— Task list —
a – In the article on Karl Malone's MVP award, how many first-place votes did Malone receive?
b – Extend the article on Karl Malone's MVP award by writing the next few paragraphs.

— Source excerpt —
┌──

Malone tops Jordan for MVP
SALT LAKE CITY (AP) _ For 12 years, Karl Malone gave his record-setting best to the Utah Jazz, taking one of professional basketball’s smallest market clubs to four conference finals in six years.
On Sunday, the NBA gave its archetypical power forward its best: The Maurice Podoloff Trophy, signifying the league’s Most Valuable Player award for the 1996-1997 season.
At a Delta Center news conference following the announcement in New York, Malone confessed he had come to believe he might not ever win the honor, which has been won four times by Michael Jordan.
``I thank Michael for letting me borrow it for one year,″ he quipped.
Malone’s victory over Jordan was the second-closest balloting since the media vote began in 1981. He edged the Chicago Bulls star by just 29 points.
``To have this trophy after 12 years _ really and truly I never thought I’d have the opportunity,″ Malone said. ``But we won 64 games and I think they looked a lot at that, too.
Malone received 986 points and 63 first-place votes while Jordan got 957 points and 52 first-place ballots from a panel of sports writers and broadcasters throughout the United States and Canada.
The only closer vote was when Magic Johnson beat Charles Barkley by 22 points in 1989-90.

└──

— Stored records —
┌──

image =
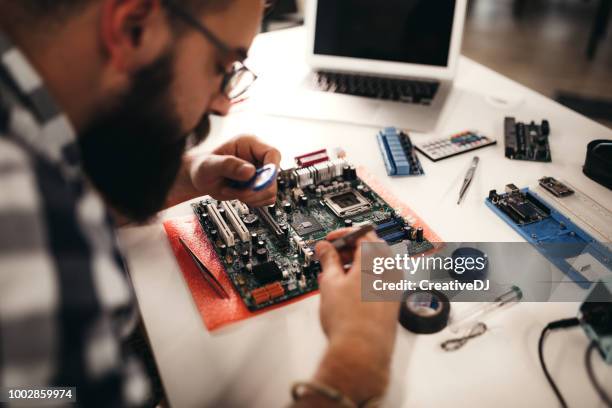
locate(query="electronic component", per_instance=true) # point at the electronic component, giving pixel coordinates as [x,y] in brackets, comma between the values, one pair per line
[319,173]
[542,225]
[527,141]
[272,259]
[350,239]
[223,230]
[398,153]
[270,222]
[521,207]
[268,271]
[347,204]
[310,159]
[267,293]
[305,224]
[555,187]
[440,149]
[598,162]
[234,219]
[580,206]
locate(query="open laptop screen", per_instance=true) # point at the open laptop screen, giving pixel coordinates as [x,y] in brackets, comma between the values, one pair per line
[410,31]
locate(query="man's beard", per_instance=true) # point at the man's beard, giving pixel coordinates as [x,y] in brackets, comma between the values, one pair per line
[132,152]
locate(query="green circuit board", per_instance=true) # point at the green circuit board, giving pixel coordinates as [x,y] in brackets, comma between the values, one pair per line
[268,252]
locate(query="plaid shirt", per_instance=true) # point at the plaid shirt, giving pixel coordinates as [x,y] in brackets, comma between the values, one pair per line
[66,304]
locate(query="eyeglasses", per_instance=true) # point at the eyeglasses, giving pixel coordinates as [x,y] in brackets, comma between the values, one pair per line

└──

— Set of answers —
a – 63

b –
``This year has been special to me, but I’m not finished yet. And I have this good feeling, if we keep our nose to the grindstone,″ Malone said.
Utah’s perennial All-Star said he had not talked to Jordan about the award but predicted the two ``might say something before tipoff″ if Utah and Chicago meet in the NBA Finals.
To a tearful Jazz owner Larry Miller fell the duty of presenting the MVP trophy at the news conference. ``I’m just as proud of you as I can be,″ he told Malone.
Malone, who had been holding his young son, first handed Karl Jr. to wife Kay, sitting off-stage, before accepting the award.
Another ceremony was scheduled with NBA Commissioner David Stern before tonight’s Game 1 of the Utah-Houston Western Conference Finals matchup.
Malone, whose best previous MVP finish were thirds in 1988-89 and 1994-95, averaged 27.4 points, 9.9 rebounds and 4.5 assists, leading Utah to the best record in the Western Conference at 64-18.
He was second in scoring, sixth in field goal percentage (55.0) and 11th in rebounding this season.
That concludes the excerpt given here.